(Activity) With the pictures omitted, output word for word the lines from the one containing "Task: find the grass" through the end of the records.

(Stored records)

+ + + +

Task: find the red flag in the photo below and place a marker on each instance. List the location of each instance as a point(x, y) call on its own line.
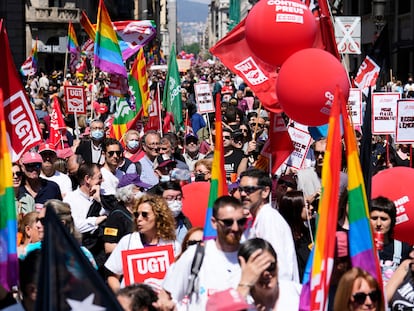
point(279, 145)
point(22, 127)
point(235, 54)
point(57, 124)
point(325, 37)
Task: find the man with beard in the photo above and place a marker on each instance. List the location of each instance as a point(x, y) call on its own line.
point(219, 269)
point(268, 224)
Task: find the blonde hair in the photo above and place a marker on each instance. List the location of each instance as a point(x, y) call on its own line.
point(164, 218)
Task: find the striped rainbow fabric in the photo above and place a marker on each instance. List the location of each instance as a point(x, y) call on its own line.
point(138, 81)
point(107, 53)
point(218, 186)
point(361, 243)
point(315, 290)
point(8, 220)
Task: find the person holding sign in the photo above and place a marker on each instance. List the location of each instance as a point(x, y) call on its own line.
point(154, 226)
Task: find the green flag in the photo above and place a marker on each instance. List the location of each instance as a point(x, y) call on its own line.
point(172, 91)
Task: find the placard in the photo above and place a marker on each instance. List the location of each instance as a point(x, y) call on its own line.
point(204, 99)
point(301, 141)
point(405, 121)
point(384, 112)
point(355, 106)
point(147, 265)
point(75, 99)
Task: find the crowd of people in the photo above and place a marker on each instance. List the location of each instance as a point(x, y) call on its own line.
point(122, 195)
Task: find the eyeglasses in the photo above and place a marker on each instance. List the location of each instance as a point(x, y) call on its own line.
point(228, 222)
point(144, 214)
point(271, 268)
point(18, 174)
point(41, 219)
point(319, 153)
point(118, 153)
point(193, 242)
point(249, 189)
point(33, 166)
point(360, 297)
point(171, 197)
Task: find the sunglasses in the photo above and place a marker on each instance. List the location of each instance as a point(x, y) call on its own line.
point(41, 219)
point(249, 189)
point(17, 174)
point(228, 222)
point(193, 242)
point(144, 214)
point(360, 298)
point(33, 166)
point(118, 153)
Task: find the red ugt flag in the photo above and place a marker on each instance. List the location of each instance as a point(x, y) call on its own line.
point(22, 127)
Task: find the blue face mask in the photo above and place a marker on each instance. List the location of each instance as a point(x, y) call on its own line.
point(97, 134)
point(133, 144)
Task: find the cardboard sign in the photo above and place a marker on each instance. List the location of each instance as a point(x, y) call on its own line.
point(355, 106)
point(384, 112)
point(75, 99)
point(203, 98)
point(405, 121)
point(147, 265)
point(301, 142)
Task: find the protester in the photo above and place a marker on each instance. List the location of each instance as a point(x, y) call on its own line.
point(154, 226)
point(358, 290)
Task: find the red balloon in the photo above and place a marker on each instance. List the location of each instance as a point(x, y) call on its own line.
point(195, 202)
point(276, 29)
point(396, 184)
point(306, 85)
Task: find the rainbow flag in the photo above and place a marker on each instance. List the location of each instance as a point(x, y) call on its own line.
point(73, 48)
point(107, 53)
point(29, 67)
point(315, 290)
point(218, 185)
point(8, 221)
point(361, 243)
point(138, 81)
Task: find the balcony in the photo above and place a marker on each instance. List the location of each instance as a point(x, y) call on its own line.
point(52, 15)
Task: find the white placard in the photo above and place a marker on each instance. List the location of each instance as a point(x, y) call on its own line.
point(405, 121)
point(384, 112)
point(204, 99)
point(301, 141)
point(355, 106)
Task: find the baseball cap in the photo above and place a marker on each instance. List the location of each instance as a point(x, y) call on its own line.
point(228, 300)
point(31, 157)
point(191, 136)
point(47, 147)
point(133, 179)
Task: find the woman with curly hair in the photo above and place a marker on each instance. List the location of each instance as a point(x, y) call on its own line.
point(154, 225)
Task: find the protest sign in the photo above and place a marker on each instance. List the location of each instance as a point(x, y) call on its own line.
point(384, 112)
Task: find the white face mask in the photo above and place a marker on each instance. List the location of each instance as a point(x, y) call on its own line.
point(175, 206)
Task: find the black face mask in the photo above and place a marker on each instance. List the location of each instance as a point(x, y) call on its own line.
point(199, 177)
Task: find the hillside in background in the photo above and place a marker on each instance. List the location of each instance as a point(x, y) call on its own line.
point(189, 11)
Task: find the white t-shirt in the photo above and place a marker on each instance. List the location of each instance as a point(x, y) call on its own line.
point(218, 271)
point(129, 242)
point(63, 181)
point(272, 227)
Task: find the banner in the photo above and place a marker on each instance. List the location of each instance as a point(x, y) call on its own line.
point(405, 122)
point(384, 112)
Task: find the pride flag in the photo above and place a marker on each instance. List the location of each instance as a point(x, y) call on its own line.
point(73, 48)
point(107, 53)
point(361, 243)
point(318, 271)
point(218, 186)
point(138, 82)
point(8, 221)
point(29, 67)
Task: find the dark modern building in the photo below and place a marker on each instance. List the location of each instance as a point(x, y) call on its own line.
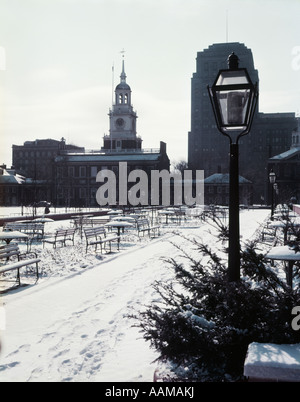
point(208, 149)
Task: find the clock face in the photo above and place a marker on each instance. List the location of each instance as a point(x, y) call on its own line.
point(120, 122)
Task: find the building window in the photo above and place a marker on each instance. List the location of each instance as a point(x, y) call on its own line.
point(82, 171)
point(94, 171)
point(82, 192)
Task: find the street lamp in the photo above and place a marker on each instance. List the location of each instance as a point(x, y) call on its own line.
point(272, 179)
point(233, 97)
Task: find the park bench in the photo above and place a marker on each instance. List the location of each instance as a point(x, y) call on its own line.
point(61, 236)
point(12, 250)
point(98, 235)
point(143, 225)
point(33, 229)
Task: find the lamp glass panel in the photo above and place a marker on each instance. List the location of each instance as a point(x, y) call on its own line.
point(232, 77)
point(233, 106)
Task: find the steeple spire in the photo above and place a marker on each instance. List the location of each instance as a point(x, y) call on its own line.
point(123, 75)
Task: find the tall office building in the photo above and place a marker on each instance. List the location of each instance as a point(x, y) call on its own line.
point(208, 149)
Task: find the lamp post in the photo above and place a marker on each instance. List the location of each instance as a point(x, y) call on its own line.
point(272, 179)
point(233, 97)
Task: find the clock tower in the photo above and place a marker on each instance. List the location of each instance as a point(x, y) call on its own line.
point(122, 120)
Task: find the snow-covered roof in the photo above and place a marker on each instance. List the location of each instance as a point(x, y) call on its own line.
point(223, 178)
point(9, 177)
point(286, 155)
point(108, 158)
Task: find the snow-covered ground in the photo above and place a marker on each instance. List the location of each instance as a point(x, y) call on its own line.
point(73, 324)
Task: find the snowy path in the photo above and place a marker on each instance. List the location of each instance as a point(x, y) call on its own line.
point(75, 328)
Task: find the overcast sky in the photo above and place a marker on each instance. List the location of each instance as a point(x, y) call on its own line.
point(56, 59)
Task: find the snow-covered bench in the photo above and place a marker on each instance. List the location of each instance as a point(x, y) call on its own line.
point(143, 225)
point(35, 230)
point(12, 250)
point(98, 235)
point(61, 236)
point(268, 362)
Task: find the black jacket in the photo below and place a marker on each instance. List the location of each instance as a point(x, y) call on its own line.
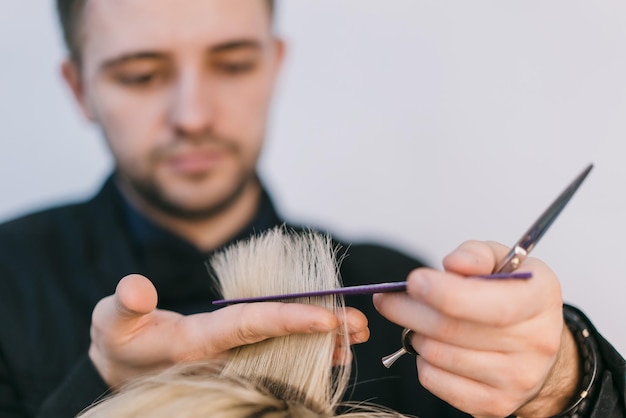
point(57, 264)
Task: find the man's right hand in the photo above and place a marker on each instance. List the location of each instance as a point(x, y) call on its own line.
point(130, 337)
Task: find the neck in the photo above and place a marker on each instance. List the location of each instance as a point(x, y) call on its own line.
point(213, 231)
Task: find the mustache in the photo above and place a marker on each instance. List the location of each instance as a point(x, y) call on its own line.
point(183, 145)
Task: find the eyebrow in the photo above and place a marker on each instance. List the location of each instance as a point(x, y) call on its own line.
point(224, 47)
point(237, 45)
point(131, 57)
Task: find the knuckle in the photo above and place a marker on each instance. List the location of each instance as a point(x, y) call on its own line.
point(432, 352)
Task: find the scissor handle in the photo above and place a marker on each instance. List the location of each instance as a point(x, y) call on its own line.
point(512, 260)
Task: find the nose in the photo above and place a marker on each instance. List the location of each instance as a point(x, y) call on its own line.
point(191, 107)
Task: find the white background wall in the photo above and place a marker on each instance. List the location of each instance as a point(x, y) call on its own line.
point(418, 123)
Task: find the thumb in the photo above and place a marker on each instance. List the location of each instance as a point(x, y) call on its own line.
point(135, 296)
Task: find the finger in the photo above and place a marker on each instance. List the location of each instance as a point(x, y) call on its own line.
point(425, 320)
point(135, 296)
point(495, 302)
point(355, 323)
point(493, 368)
point(468, 395)
point(475, 257)
point(249, 323)
point(342, 356)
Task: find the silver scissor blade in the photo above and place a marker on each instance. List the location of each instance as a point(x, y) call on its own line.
point(528, 241)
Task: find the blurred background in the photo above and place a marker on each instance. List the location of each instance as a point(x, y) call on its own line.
point(416, 123)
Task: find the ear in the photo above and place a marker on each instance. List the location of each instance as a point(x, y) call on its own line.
point(279, 55)
point(72, 76)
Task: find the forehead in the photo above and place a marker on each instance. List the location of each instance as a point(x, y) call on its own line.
point(114, 27)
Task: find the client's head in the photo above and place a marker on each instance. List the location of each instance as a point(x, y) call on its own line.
point(282, 377)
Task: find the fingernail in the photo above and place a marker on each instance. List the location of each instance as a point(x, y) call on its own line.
point(466, 256)
point(323, 326)
point(418, 283)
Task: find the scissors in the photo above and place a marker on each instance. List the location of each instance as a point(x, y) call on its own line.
point(516, 255)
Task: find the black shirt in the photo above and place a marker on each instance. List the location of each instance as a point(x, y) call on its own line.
point(57, 264)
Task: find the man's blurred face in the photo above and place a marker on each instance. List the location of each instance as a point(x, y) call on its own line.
point(181, 90)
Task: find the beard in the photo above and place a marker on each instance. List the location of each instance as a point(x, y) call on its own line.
point(150, 192)
point(153, 193)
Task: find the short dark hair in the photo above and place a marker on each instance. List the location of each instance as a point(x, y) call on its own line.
point(70, 11)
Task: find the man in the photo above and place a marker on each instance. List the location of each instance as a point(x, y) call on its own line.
point(181, 91)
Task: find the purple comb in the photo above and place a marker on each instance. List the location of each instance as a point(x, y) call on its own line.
point(366, 289)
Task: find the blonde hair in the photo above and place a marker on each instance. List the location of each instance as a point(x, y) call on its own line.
point(283, 377)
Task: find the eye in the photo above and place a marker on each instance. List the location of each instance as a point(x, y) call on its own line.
point(235, 67)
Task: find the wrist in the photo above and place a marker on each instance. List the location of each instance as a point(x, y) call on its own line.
point(572, 391)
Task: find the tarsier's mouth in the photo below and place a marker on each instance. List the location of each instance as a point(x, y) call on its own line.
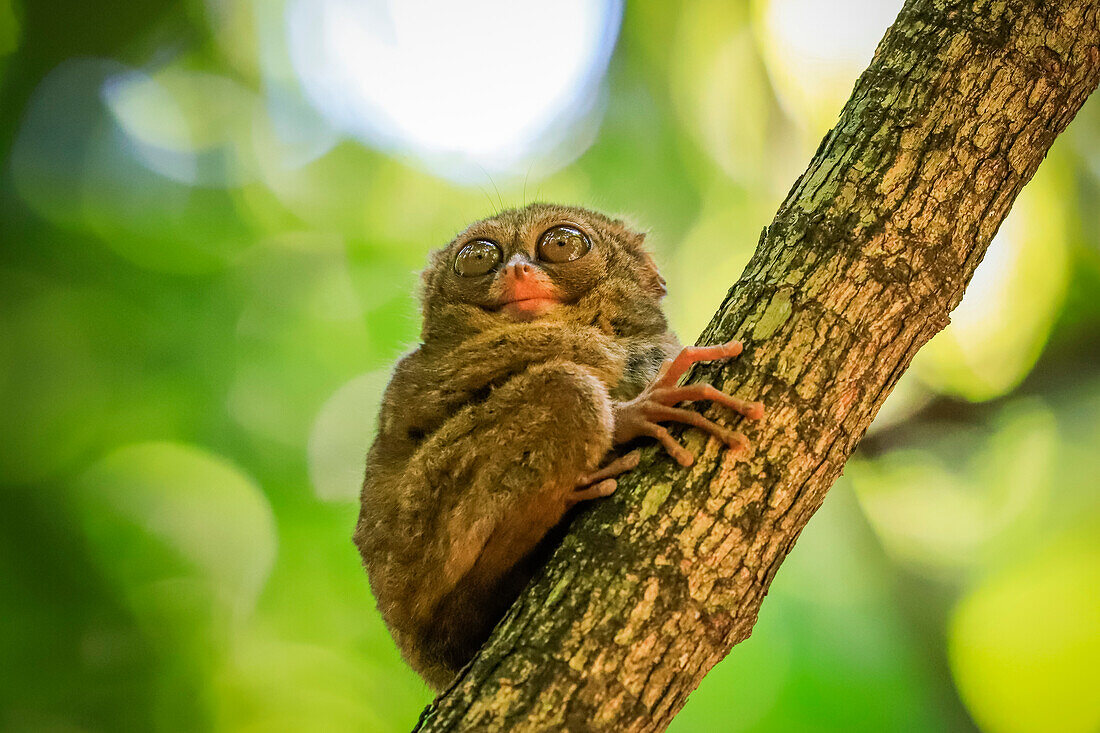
point(528, 307)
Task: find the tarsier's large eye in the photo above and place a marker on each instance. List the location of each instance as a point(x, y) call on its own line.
point(477, 258)
point(563, 244)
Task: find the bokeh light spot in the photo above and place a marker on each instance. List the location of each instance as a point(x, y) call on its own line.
point(464, 87)
point(341, 435)
point(1024, 647)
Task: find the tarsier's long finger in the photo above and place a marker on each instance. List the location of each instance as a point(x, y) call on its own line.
point(689, 417)
point(605, 488)
point(620, 465)
point(690, 354)
point(679, 453)
point(688, 392)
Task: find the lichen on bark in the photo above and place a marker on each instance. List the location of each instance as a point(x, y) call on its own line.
point(868, 254)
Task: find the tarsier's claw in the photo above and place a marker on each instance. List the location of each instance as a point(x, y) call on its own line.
point(605, 488)
point(641, 415)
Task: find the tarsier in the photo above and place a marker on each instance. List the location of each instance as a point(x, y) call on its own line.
point(543, 349)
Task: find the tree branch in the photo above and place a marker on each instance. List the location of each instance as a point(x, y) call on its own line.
point(867, 255)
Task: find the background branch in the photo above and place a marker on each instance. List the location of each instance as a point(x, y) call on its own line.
point(865, 260)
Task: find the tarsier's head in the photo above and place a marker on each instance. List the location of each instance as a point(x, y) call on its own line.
point(543, 262)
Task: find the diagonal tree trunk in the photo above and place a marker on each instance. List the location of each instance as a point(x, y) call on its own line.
point(865, 260)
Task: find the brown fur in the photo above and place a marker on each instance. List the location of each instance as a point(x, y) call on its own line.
point(486, 427)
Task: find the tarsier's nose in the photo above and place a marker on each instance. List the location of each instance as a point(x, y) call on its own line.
point(519, 267)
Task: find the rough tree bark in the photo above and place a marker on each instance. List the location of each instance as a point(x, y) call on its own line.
point(865, 260)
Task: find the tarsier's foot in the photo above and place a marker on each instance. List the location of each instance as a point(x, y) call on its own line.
point(602, 482)
point(640, 416)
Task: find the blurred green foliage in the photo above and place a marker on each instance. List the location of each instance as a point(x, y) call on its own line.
point(204, 286)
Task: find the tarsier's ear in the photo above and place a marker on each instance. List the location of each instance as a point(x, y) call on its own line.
point(650, 275)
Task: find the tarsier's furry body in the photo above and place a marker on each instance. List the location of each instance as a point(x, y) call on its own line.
point(543, 347)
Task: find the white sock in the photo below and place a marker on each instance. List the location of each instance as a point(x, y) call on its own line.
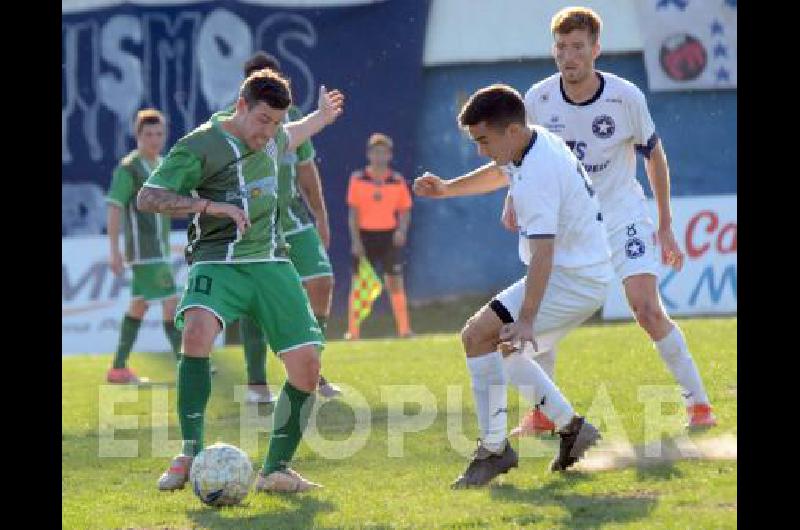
point(538, 389)
point(547, 361)
point(676, 354)
point(489, 390)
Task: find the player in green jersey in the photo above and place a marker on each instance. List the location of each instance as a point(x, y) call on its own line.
point(225, 174)
point(146, 243)
point(307, 249)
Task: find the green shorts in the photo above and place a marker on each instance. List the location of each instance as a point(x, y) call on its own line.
point(269, 293)
point(152, 281)
point(308, 254)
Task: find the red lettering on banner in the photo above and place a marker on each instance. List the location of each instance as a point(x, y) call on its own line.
point(730, 248)
point(691, 249)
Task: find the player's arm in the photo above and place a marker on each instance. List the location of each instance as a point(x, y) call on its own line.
point(509, 216)
point(119, 195)
point(311, 188)
point(114, 214)
point(485, 179)
point(330, 107)
point(648, 144)
point(181, 170)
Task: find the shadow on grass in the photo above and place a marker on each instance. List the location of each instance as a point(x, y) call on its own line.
point(585, 511)
point(300, 514)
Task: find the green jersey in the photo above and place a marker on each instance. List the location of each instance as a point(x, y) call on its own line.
point(297, 216)
point(146, 234)
point(212, 164)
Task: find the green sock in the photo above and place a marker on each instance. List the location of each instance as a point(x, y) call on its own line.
point(127, 335)
point(322, 320)
point(255, 351)
point(174, 337)
point(284, 440)
point(194, 387)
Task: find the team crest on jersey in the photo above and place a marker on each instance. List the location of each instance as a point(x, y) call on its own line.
point(554, 124)
point(603, 126)
point(634, 248)
point(254, 190)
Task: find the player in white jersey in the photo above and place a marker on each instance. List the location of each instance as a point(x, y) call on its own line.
point(562, 242)
point(604, 119)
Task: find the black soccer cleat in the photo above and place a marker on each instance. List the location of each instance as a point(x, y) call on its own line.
point(576, 438)
point(486, 465)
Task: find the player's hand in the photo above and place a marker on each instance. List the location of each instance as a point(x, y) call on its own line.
point(324, 230)
point(429, 185)
point(514, 336)
point(117, 266)
point(330, 104)
point(357, 248)
point(509, 217)
point(236, 214)
point(399, 238)
point(671, 253)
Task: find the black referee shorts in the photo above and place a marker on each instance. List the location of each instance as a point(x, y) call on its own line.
point(381, 252)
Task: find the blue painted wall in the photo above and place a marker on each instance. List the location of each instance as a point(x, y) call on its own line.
point(458, 246)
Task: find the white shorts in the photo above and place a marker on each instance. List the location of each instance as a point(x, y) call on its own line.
point(568, 301)
point(633, 248)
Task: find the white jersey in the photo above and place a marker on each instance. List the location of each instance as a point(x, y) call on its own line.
point(553, 198)
point(605, 134)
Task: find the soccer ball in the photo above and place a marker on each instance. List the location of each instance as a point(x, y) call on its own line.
point(221, 475)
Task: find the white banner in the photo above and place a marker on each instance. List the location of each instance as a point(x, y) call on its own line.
point(689, 44)
point(705, 228)
point(94, 300)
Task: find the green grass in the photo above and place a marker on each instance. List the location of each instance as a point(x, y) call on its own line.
point(371, 489)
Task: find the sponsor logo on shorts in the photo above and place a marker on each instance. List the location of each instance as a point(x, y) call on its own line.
point(634, 248)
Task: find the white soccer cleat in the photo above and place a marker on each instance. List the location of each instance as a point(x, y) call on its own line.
point(284, 481)
point(177, 475)
point(259, 394)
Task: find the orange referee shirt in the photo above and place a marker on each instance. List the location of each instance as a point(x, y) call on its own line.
point(376, 200)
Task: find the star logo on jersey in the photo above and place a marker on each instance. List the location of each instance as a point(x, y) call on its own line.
point(634, 248)
point(603, 126)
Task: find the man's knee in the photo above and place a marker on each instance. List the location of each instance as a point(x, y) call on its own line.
point(472, 337)
point(394, 282)
point(198, 335)
point(649, 314)
point(303, 367)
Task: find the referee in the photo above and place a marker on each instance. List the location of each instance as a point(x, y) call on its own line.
point(379, 215)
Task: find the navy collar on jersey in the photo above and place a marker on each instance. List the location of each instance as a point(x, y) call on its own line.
point(588, 101)
point(527, 149)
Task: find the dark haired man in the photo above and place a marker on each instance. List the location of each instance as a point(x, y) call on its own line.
point(563, 244)
point(239, 264)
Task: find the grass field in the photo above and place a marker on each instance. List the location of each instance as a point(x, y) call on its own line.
point(601, 368)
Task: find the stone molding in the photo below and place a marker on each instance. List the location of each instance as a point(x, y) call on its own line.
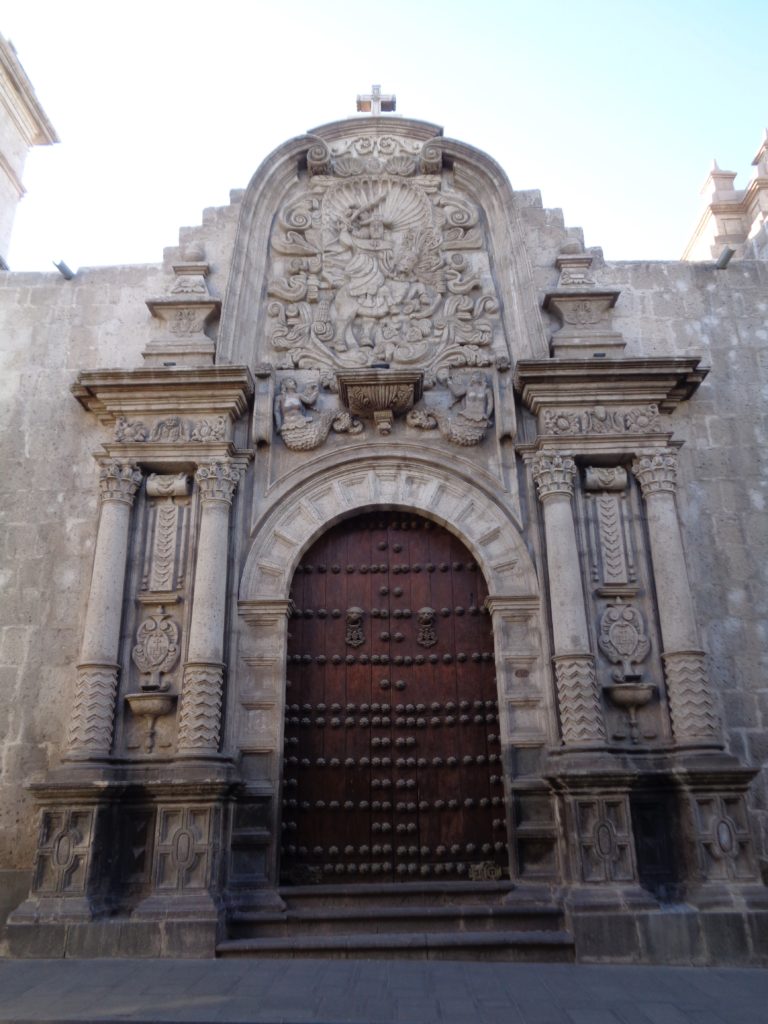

+ + + +

(Answer)
Task: find the grass field in the photo above and place a marker on each instance. List the location of each instance as a point(x, y) call on its own line.
point(601, 368)
Task: find the stone molding in the photo below and place a marker on each instance. List the location of each instance as a point(x, y) call on its own line.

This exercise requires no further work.